REQUIRED TASK =>
Copy the lines below word for word, starting at the line that contains "Where can the man wearing" and continuing through the end of the lines. Omit the pictures from your copy.

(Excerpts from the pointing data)
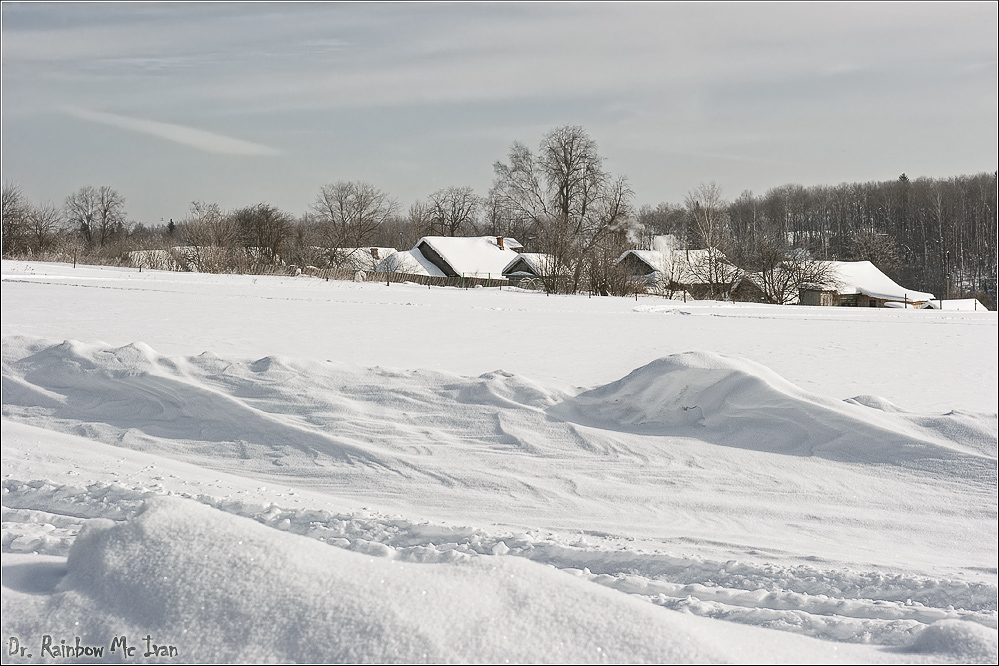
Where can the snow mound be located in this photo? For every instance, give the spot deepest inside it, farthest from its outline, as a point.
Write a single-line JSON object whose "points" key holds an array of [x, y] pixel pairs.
{"points": [[257, 594], [970, 642], [737, 402]]}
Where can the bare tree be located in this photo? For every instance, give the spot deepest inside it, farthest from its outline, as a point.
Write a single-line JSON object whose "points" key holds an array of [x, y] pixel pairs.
{"points": [[212, 239], [347, 215], [15, 212], [707, 211], [569, 200], [264, 230], [452, 210], [782, 270], [42, 225], [98, 213]]}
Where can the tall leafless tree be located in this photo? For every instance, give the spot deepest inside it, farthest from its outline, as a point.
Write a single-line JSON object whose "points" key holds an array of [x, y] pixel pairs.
{"points": [[571, 202], [212, 239], [15, 219], [264, 230], [347, 215], [708, 212], [453, 210]]}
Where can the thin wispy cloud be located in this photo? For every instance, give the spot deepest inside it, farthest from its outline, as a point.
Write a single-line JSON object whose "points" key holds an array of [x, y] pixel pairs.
{"points": [[209, 142]]}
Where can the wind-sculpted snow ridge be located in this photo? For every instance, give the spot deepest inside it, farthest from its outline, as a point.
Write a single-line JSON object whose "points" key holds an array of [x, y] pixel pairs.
{"points": [[837, 604], [699, 482], [737, 402], [255, 594]]}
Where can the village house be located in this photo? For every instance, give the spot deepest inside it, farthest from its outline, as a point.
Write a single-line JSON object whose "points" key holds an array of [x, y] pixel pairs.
{"points": [[862, 284], [479, 257]]}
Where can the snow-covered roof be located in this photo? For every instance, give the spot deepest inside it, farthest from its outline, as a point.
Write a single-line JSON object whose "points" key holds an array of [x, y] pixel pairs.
{"points": [[477, 256], [538, 263], [362, 257], [863, 277], [954, 304], [408, 261], [679, 265]]}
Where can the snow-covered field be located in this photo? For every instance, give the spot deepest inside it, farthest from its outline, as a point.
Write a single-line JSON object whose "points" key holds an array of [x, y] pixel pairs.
{"points": [[286, 469]]}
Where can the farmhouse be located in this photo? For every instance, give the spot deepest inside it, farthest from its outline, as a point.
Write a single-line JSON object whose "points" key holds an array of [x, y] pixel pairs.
{"points": [[862, 284], [693, 271], [476, 257], [529, 267]]}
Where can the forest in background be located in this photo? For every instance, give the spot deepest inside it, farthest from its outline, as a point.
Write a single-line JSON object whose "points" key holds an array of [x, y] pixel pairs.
{"points": [[929, 234]]}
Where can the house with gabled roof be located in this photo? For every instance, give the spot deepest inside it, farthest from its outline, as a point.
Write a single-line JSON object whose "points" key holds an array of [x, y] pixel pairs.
{"points": [[862, 284], [475, 257]]}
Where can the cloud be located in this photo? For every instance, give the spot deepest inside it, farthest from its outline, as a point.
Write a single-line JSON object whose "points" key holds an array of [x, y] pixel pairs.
{"points": [[209, 142]]}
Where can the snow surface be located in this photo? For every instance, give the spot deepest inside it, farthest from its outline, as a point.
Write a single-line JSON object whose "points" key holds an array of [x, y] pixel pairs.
{"points": [[954, 304], [287, 469]]}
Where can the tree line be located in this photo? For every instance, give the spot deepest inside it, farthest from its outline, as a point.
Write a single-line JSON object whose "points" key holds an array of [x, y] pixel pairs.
{"points": [[560, 202]]}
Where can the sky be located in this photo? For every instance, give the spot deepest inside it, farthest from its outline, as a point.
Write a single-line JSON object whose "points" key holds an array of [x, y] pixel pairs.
{"points": [[245, 103]]}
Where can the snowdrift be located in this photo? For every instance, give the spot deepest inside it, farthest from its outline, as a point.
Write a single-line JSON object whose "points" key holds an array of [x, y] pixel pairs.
{"points": [[737, 402], [256, 594]]}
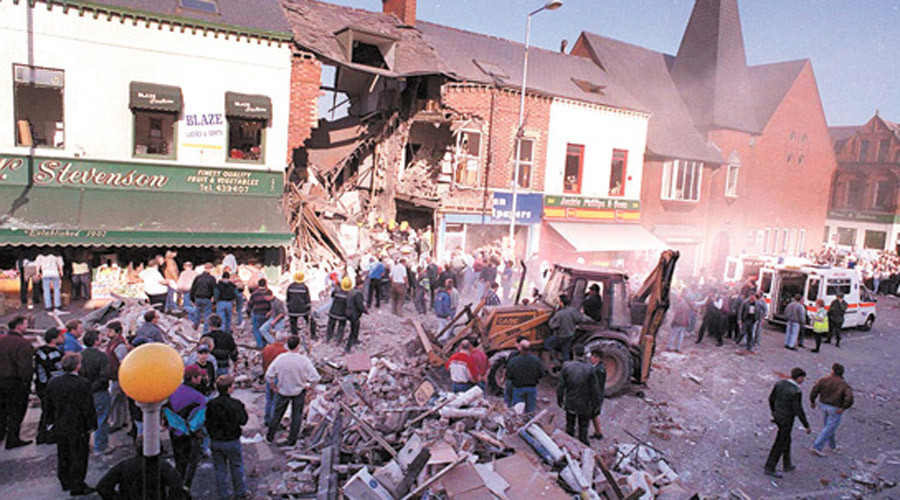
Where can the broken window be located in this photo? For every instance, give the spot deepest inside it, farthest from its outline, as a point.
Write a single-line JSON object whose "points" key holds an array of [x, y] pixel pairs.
{"points": [[154, 133], [526, 161], [468, 157], [617, 172], [39, 106], [573, 168]]}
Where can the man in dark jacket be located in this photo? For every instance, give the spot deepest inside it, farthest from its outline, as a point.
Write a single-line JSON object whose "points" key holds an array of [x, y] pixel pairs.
{"points": [[356, 307], [600, 373], [299, 305], [95, 369], [524, 372], [224, 418], [224, 348], [786, 404], [47, 364], [578, 394], [836, 313], [72, 416], [16, 358], [835, 396]]}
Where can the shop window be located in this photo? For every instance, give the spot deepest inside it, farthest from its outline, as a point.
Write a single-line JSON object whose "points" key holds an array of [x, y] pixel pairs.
{"points": [[875, 240], [468, 158], [617, 173], [246, 139], [208, 6], [39, 106], [573, 168], [681, 180], [154, 133], [526, 162], [883, 150], [863, 150]]}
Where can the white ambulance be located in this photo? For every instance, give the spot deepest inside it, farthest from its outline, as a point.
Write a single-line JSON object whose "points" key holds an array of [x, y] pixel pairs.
{"points": [[781, 282]]}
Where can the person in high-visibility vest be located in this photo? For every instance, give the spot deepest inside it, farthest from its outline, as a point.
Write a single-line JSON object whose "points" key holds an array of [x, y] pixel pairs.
{"points": [[820, 323]]}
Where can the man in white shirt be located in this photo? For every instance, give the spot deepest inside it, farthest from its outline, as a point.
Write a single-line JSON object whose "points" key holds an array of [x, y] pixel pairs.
{"points": [[399, 281], [50, 269], [155, 286], [289, 376]]}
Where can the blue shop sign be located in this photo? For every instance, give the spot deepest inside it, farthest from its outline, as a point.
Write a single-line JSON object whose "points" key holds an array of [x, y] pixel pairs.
{"points": [[529, 207]]}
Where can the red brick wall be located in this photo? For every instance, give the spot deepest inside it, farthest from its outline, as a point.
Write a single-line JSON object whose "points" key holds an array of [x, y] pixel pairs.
{"points": [[306, 76], [498, 133]]}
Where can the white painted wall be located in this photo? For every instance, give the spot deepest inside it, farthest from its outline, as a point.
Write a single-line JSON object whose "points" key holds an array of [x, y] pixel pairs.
{"points": [[599, 130], [101, 56]]}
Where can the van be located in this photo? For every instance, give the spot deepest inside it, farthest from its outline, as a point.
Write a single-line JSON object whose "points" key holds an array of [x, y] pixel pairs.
{"points": [[780, 283]]}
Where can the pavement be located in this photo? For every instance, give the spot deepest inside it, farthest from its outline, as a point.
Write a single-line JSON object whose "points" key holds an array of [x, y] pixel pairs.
{"points": [[705, 409]]}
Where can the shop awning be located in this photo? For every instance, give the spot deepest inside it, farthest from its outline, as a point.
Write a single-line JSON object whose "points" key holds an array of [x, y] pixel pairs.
{"points": [[253, 107], [154, 97], [94, 217], [594, 237]]}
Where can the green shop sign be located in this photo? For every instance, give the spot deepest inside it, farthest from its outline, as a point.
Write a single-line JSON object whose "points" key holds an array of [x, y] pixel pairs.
{"points": [[92, 174]]}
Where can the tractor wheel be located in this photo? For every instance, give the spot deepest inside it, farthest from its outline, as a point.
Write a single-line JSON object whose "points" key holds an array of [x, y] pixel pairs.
{"points": [[617, 360], [497, 374]]}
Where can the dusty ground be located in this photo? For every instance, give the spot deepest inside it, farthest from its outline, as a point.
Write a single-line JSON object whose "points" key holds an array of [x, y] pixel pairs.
{"points": [[715, 433]]}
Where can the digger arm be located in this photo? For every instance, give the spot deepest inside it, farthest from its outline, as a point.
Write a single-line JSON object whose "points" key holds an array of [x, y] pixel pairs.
{"points": [[656, 291]]}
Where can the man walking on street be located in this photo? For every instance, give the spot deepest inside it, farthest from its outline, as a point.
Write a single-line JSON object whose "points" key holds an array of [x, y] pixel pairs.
{"points": [[796, 318], [72, 417], [399, 282], [16, 357], [786, 404], [835, 396], [836, 313], [578, 393], [290, 375], [95, 369]]}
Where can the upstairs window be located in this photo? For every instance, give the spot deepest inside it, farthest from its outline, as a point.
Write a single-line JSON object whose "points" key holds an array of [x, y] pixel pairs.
{"points": [[618, 171], [573, 168], [526, 162], [468, 154], [38, 106], [681, 180], [863, 150]]}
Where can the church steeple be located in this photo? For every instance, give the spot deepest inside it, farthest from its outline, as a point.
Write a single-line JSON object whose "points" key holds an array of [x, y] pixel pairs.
{"points": [[710, 69]]}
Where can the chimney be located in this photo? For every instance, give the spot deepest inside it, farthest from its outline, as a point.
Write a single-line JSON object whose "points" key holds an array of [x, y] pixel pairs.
{"points": [[404, 9]]}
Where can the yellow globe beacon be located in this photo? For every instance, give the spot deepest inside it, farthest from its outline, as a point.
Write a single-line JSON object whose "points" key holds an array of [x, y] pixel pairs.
{"points": [[151, 373]]}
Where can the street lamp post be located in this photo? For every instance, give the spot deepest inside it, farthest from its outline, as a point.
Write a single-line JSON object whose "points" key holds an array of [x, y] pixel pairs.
{"points": [[550, 5]]}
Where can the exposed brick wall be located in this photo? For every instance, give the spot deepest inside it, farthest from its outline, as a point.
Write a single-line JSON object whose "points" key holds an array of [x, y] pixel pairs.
{"points": [[498, 134], [306, 76]]}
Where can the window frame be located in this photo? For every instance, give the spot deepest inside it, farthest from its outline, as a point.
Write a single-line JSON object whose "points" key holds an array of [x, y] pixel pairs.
{"points": [[521, 164], [466, 158], [669, 180], [171, 156], [624, 172], [62, 92], [580, 148], [262, 141]]}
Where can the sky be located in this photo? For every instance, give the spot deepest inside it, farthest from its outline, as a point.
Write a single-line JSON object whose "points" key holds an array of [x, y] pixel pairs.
{"points": [[854, 45]]}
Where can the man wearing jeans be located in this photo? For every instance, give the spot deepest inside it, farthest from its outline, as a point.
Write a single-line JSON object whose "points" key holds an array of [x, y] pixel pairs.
{"points": [[290, 375], [95, 369], [224, 418], [796, 317], [835, 396], [50, 269], [524, 373]]}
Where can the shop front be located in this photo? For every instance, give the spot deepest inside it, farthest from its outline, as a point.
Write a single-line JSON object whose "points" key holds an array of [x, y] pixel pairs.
{"points": [[115, 216], [469, 232], [596, 231]]}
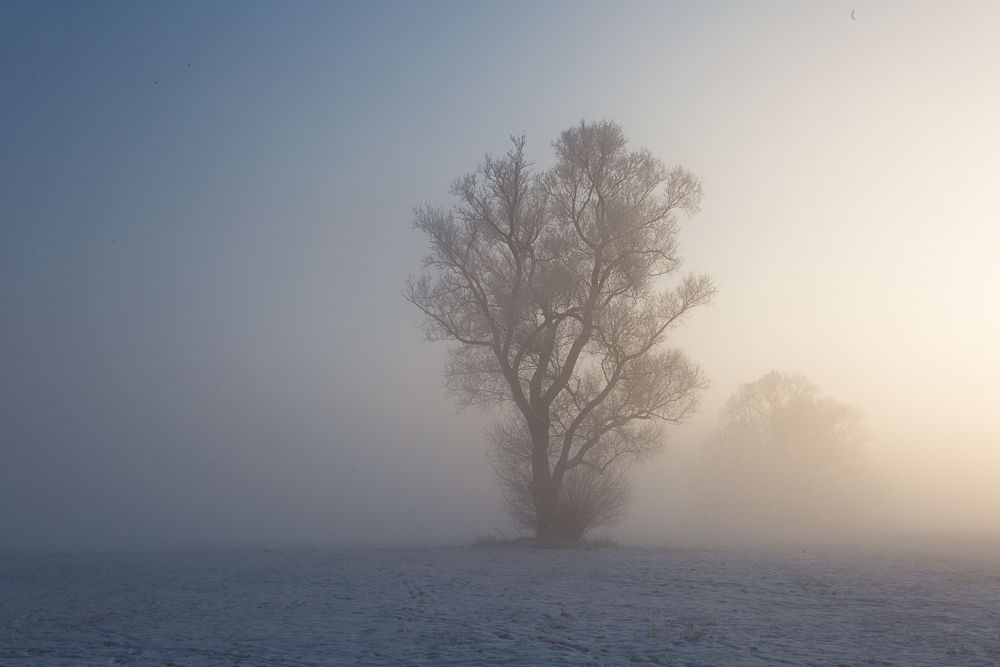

FINAL ANSWER =>
Where can the man wearing jeans be located in this photo? For every instance, give the spot deepest inside it, farthest from its outline, as a point.
Write a single-line JSON object whose "points" key holds an array of [x, y] pixel pairs.
{"points": [[290, 375], [95, 369], [224, 418], [796, 317], [835, 396], [50, 269], [524, 373]]}
Where can the shop front be located in this photo? For every instance, give the spot deepest inside it, farthest from its outline, as a point.
Write a single-line JSON object whose "points" key holds an array of [x, y] pixel pairs.
{"points": [[115, 216], [469, 232], [596, 231]]}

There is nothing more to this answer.